_Written instruction_. Which lines run from the one containing "red shirt in this photo." to the end of the entries? Quote them exactly, and nothing else.

_Source data_.
☆ ☆ ☆ ☆ ☆ ☆ ☆

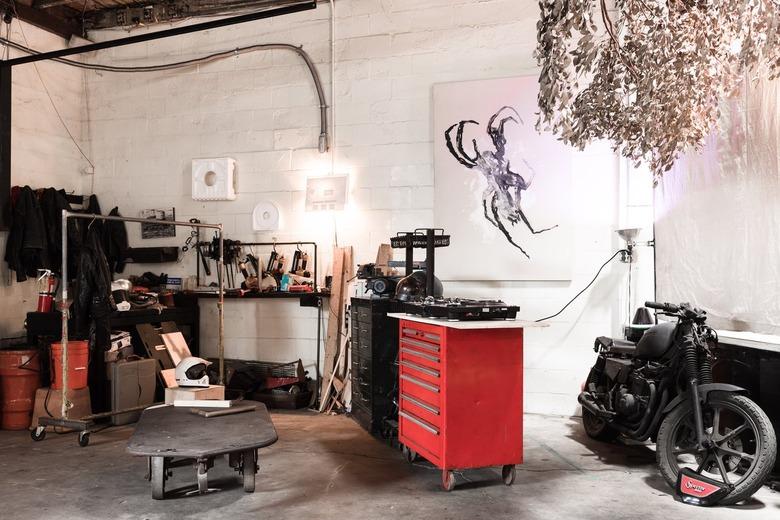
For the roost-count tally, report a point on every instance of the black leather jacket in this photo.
(93, 287)
(26, 250)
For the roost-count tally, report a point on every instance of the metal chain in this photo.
(193, 234)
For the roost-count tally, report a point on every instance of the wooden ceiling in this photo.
(76, 17)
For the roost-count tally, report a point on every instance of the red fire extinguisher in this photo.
(47, 289)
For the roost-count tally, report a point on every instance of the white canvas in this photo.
(480, 250)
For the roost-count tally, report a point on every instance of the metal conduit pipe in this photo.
(324, 139)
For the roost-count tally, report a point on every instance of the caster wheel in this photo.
(409, 454)
(249, 468)
(203, 478)
(447, 480)
(38, 434)
(158, 476)
(508, 474)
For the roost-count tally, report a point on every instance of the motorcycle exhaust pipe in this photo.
(587, 402)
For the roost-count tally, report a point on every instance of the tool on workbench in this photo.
(300, 262)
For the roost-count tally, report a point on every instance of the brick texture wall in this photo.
(261, 109)
(42, 153)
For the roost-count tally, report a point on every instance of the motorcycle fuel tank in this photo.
(656, 341)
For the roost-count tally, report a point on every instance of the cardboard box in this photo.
(48, 403)
(190, 393)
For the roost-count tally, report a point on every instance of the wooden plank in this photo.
(178, 432)
(335, 317)
(177, 346)
(154, 344)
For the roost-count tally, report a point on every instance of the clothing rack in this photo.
(82, 425)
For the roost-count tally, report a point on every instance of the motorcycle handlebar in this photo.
(666, 307)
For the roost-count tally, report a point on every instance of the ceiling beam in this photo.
(167, 33)
(46, 4)
(61, 26)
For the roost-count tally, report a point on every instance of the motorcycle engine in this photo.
(632, 397)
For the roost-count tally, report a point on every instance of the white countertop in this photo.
(473, 325)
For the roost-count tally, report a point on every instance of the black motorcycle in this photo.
(661, 388)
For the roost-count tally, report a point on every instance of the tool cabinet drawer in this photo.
(362, 385)
(418, 371)
(361, 367)
(422, 390)
(421, 436)
(424, 358)
(421, 332)
(364, 314)
(427, 412)
(362, 347)
(362, 415)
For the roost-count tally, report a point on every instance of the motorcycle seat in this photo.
(616, 346)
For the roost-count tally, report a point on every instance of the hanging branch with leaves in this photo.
(649, 75)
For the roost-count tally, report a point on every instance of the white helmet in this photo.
(191, 371)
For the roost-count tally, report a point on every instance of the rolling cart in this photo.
(461, 393)
(175, 436)
(84, 425)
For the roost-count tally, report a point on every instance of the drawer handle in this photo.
(419, 422)
(423, 384)
(424, 406)
(420, 368)
(420, 344)
(419, 333)
(420, 354)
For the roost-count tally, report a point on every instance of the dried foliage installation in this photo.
(649, 75)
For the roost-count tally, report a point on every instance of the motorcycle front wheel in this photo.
(743, 442)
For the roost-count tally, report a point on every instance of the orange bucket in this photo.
(78, 361)
(19, 378)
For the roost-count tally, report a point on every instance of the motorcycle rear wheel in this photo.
(744, 440)
(597, 428)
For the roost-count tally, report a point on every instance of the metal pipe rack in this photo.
(82, 424)
(263, 244)
(316, 292)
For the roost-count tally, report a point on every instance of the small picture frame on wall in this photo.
(154, 229)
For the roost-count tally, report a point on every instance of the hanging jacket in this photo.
(52, 203)
(93, 288)
(115, 242)
(26, 249)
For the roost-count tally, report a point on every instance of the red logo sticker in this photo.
(697, 488)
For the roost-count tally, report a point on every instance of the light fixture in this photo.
(629, 236)
(327, 193)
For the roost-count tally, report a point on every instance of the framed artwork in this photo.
(502, 190)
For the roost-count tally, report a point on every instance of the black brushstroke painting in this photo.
(502, 196)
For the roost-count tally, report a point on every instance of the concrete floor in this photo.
(327, 467)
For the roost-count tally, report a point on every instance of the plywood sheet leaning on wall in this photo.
(342, 273)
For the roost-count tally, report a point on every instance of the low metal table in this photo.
(174, 436)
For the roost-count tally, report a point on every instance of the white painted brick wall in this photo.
(261, 109)
(42, 153)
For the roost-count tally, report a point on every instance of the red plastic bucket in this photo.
(78, 360)
(19, 378)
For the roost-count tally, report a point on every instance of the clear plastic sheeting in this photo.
(717, 219)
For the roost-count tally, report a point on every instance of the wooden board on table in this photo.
(154, 345)
(176, 345)
(383, 257)
(169, 377)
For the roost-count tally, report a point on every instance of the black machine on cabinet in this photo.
(374, 370)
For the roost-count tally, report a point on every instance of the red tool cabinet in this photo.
(461, 394)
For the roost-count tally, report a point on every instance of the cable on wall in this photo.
(324, 139)
(8, 44)
(586, 287)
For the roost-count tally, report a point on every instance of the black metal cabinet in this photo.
(374, 350)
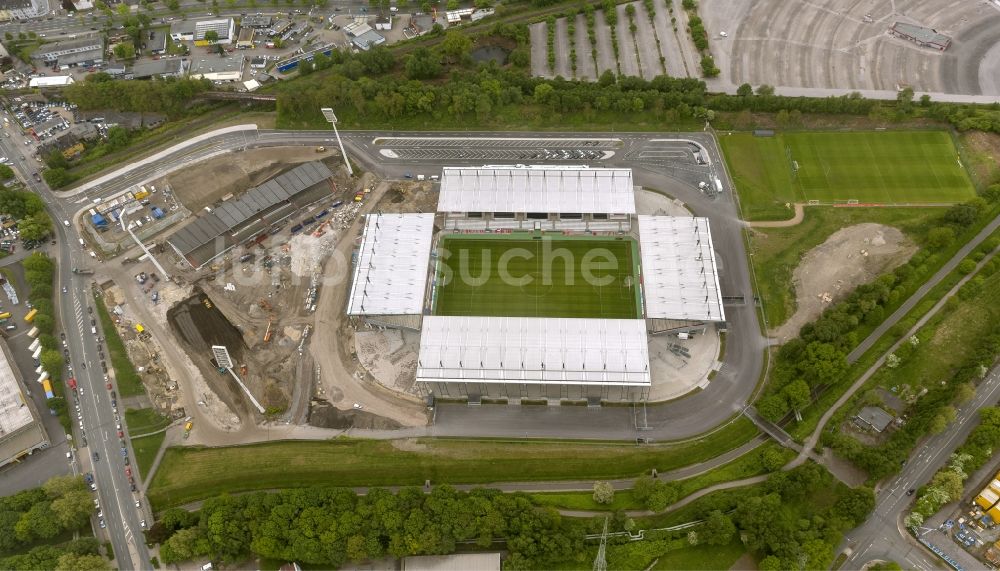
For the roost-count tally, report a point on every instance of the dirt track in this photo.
(235, 173)
(848, 258)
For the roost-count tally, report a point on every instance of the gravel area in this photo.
(564, 66)
(605, 53)
(669, 43)
(626, 46)
(539, 50)
(645, 36)
(585, 67)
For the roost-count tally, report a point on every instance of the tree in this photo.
(456, 47)
(604, 492)
(73, 509)
(718, 529)
(124, 50)
(771, 459)
(949, 482)
(73, 562)
(940, 237)
(798, 394)
(35, 227)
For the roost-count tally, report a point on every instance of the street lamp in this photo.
(332, 119)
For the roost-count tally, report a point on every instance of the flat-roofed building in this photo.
(21, 429)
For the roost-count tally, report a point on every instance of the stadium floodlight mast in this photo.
(332, 119)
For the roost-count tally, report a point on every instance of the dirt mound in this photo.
(325, 415)
(848, 258)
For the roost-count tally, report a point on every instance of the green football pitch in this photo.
(888, 167)
(549, 277)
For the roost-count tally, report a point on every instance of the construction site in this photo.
(247, 270)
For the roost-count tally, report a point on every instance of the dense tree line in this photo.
(170, 96)
(818, 357)
(329, 527)
(28, 209)
(885, 459)
(38, 516)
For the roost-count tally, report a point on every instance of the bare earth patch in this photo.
(850, 257)
(206, 182)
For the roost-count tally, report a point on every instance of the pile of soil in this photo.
(324, 415)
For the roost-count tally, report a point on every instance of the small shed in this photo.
(874, 418)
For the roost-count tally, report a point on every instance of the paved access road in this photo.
(99, 420)
(665, 162)
(882, 535)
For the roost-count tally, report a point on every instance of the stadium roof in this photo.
(14, 411)
(534, 350)
(550, 189)
(390, 274)
(253, 202)
(679, 275)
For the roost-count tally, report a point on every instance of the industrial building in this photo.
(537, 198)
(82, 52)
(21, 429)
(536, 359)
(252, 214)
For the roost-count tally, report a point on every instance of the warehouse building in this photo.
(21, 429)
(252, 214)
(82, 52)
(537, 198)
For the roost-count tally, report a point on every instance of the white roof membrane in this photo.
(390, 274)
(534, 350)
(537, 189)
(679, 274)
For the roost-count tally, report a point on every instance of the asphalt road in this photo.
(117, 501)
(659, 161)
(882, 535)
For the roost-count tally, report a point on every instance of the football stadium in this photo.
(536, 284)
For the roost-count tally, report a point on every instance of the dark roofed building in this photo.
(259, 21)
(254, 205)
(874, 418)
(923, 37)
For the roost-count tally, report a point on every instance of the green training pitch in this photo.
(523, 277)
(888, 167)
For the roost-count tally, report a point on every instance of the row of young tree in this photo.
(36, 518)
(330, 527)
(817, 358)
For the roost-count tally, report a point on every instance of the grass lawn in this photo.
(126, 378)
(777, 251)
(189, 473)
(565, 277)
(884, 167)
(701, 557)
(145, 450)
(947, 340)
(745, 466)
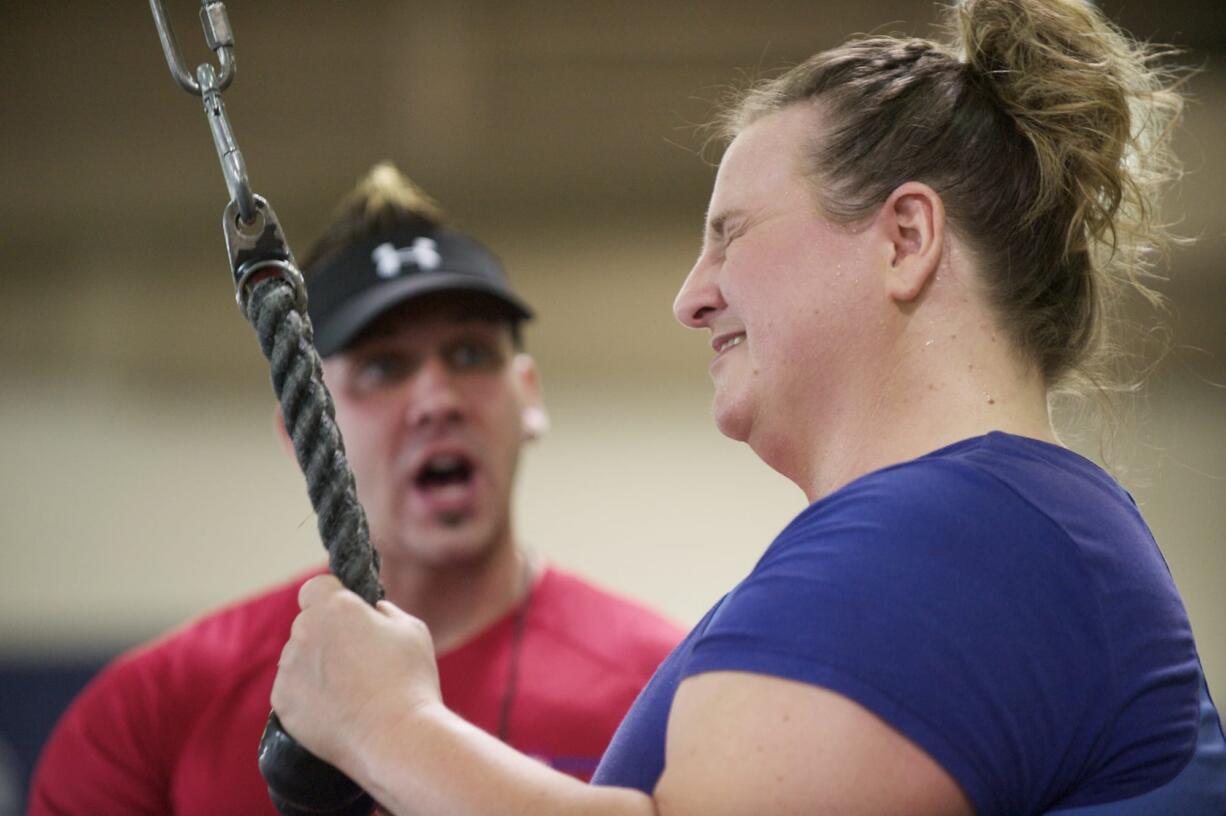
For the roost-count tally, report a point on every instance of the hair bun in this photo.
(1085, 96)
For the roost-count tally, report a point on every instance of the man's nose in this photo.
(699, 297)
(433, 398)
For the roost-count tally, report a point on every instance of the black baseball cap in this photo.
(347, 289)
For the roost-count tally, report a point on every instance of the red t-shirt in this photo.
(173, 725)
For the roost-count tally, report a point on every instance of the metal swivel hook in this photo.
(217, 33)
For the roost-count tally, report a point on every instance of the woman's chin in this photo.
(733, 418)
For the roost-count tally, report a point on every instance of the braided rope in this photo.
(287, 341)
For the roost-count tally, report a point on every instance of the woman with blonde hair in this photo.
(910, 246)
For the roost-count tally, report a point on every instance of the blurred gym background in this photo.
(141, 482)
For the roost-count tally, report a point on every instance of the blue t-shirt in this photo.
(1002, 604)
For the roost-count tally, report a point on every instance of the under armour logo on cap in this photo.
(423, 254)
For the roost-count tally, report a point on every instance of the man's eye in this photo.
(473, 357)
(381, 369)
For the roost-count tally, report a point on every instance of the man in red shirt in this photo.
(419, 332)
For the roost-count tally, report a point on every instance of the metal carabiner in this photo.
(209, 85)
(217, 34)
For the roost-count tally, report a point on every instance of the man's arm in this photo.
(737, 743)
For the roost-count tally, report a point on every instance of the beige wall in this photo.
(141, 482)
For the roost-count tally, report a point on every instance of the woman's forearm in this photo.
(434, 763)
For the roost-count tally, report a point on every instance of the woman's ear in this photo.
(913, 219)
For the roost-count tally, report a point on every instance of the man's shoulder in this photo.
(601, 624)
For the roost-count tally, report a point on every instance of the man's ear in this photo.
(913, 223)
(533, 415)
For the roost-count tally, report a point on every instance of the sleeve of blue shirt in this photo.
(945, 604)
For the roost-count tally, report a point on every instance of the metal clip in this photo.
(258, 249)
(217, 33)
(209, 87)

☆ ☆ ☆ ☆ ☆ ☆ ☆

_Solution_.
For the roost-count tally, report a point on every instance of the man in red shirt in this photo.
(419, 332)
For the roost-count tally, report a point on every instance of the metal carabiner in this photo.
(209, 85)
(217, 34)
For the roost-count tally, report a point on every instance of the man's arm in this photo.
(737, 743)
For the roost-count tally, report a point on every instance of the beige wall in this photo.
(141, 482)
For the roost-count tally, report a point on every instance of the woman's forearm in this photo.
(434, 763)
For the roost-count tally, report a point on every instance of the woman's ear in this photo.
(913, 219)
For the roost-count tally, report a point on every instance of the man's shoulder in this photo.
(601, 624)
For the roost-count tally, report a point on every instance of the man's ear in this photo.
(913, 223)
(533, 415)
For the roost-count tally, report a point on every instance of the sleeve of blue shirt in this photo.
(945, 604)
For the roost-count tally, report a point on every instance of the metal clip in this photo.
(258, 249)
(217, 33)
(209, 87)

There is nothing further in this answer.